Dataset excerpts
§

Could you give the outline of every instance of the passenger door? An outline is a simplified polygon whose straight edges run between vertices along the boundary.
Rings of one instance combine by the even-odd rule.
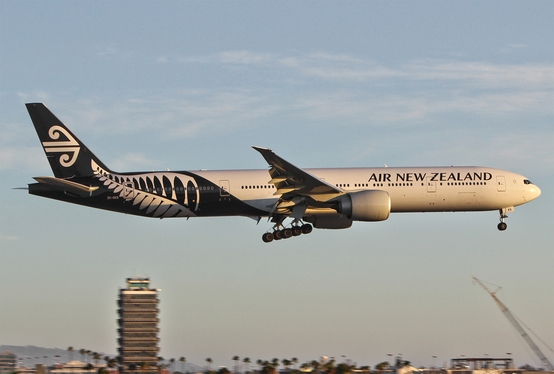
[[[496,188],[498,192],[506,192],[506,178],[504,178],[503,176],[497,176]]]
[[[231,186],[228,180],[219,181],[219,196],[229,196],[231,193]]]

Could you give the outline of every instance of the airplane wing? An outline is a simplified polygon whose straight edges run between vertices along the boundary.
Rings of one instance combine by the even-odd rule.
[[[271,149],[252,147],[260,152],[269,166],[271,181],[277,189],[275,195],[313,196],[327,194],[341,194],[343,191],[323,179],[294,166],[290,162],[277,156]],[[285,196],[283,196],[285,197]]]

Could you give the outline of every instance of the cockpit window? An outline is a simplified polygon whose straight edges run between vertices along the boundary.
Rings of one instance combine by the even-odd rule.
[[[531,183],[531,181],[530,181],[529,179],[524,179],[524,180],[523,180],[523,183],[524,183],[524,184],[533,184],[533,183]]]

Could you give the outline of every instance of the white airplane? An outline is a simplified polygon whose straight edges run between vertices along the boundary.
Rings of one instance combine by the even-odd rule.
[[[268,170],[119,173],[44,104],[26,106],[54,172],[34,178],[30,194],[145,217],[268,217],[266,243],[404,212],[498,210],[503,231],[506,213],[541,194],[527,178],[488,167],[301,169],[261,147],[253,148]]]

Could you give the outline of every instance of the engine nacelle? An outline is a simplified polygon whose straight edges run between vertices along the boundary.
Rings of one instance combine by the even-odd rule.
[[[343,195],[337,211],[353,221],[384,221],[390,214],[390,196],[387,191],[359,191]]]
[[[352,226],[352,220],[337,212],[319,212],[304,216],[304,221],[310,222],[316,229],[347,229]]]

§

Task goal
Apply a filter for "airplane" to the data above, then copy each line that matches.

Answer
Could you give the outline of every instance of the airplane wing? An outline is a simplified polygon whose straight edges run between vertices along the boundary.
Could you give the outline of every instance of the white airplane? An outline is a simplified polygon whose straight edges run between vertices along the boundary.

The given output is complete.